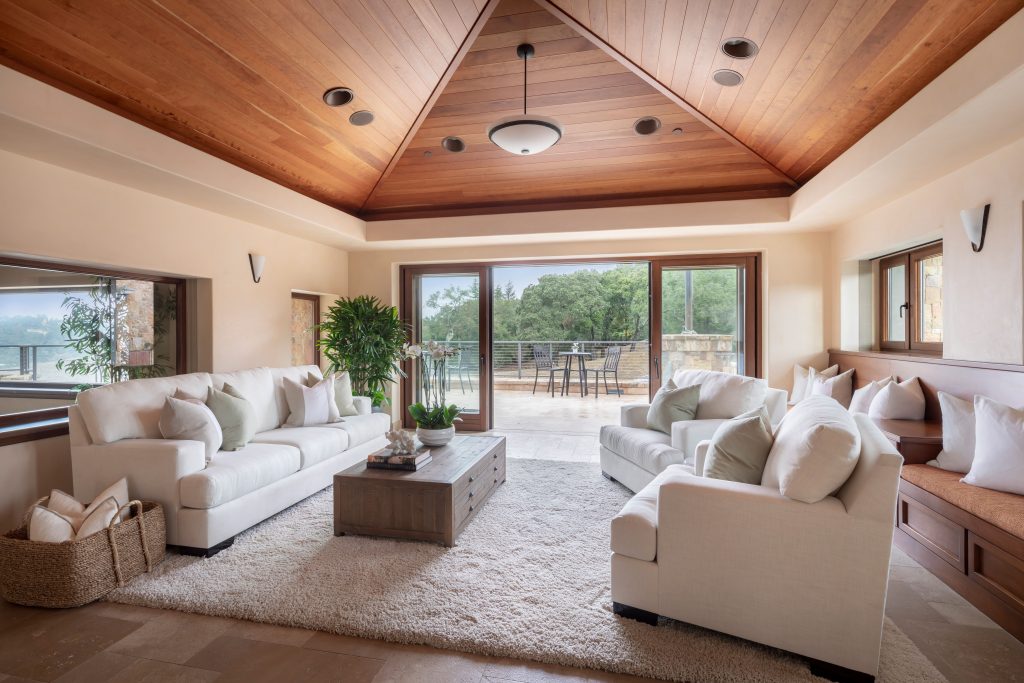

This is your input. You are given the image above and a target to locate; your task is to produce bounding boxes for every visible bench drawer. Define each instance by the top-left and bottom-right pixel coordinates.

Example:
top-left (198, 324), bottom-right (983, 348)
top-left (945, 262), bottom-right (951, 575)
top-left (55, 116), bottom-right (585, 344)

top-left (896, 492), bottom-right (967, 572)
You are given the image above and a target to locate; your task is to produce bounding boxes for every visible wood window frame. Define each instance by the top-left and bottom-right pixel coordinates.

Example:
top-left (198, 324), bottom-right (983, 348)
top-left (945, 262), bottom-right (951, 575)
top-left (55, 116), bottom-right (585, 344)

top-left (0, 255), bottom-right (188, 445)
top-left (876, 240), bottom-right (942, 355)
top-left (292, 292), bottom-right (321, 367)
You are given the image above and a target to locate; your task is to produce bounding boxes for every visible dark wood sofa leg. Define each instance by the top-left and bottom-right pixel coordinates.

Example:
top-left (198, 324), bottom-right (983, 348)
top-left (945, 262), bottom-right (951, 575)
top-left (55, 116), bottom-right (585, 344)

top-left (807, 657), bottom-right (874, 683)
top-left (170, 536), bottom-right (234, 557)
top-left (605, 602), bottom-right (657, 626)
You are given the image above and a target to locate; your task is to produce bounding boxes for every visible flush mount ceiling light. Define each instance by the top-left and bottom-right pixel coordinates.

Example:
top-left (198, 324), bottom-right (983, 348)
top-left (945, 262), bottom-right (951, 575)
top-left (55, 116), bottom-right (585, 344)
○ ○ ○ ○ ○ ○ ○
Written exercise:
Write out word for word every line of the material from the line containing "every visible dark" through the last line of the material, both ends included.

Problem solution:
You are given the image above and a target to locate; your task is to produce bounding boxes for every visible dark wood sofa leg. Define each instance by the top-left and bottom-right pixel coordinates.

Example:
top-left (198, 324), bottom-right (983, 348)
top-left (945, 262), bottom-right (951, 575)
top-left (55, 116), bottom-right (585, 344)

top-left (807, 657), bottom-right (874, 683)
top-left (170, 536), bottom-right (234, 557)
top-left (605, 602), bottom-right (657, 626)
You are given the image above and a target to locate; your task is to produce bounding boxes for every visible flush mount ceiling light. Define each instance by the top-left and bottom-right pixel coordinates.

Example:
top-left (198, 324), bottom-right (983, 348)
top-left (945, 262), bottom-right (951, 575)
top-left (55, 116), bottom-right (585, 344)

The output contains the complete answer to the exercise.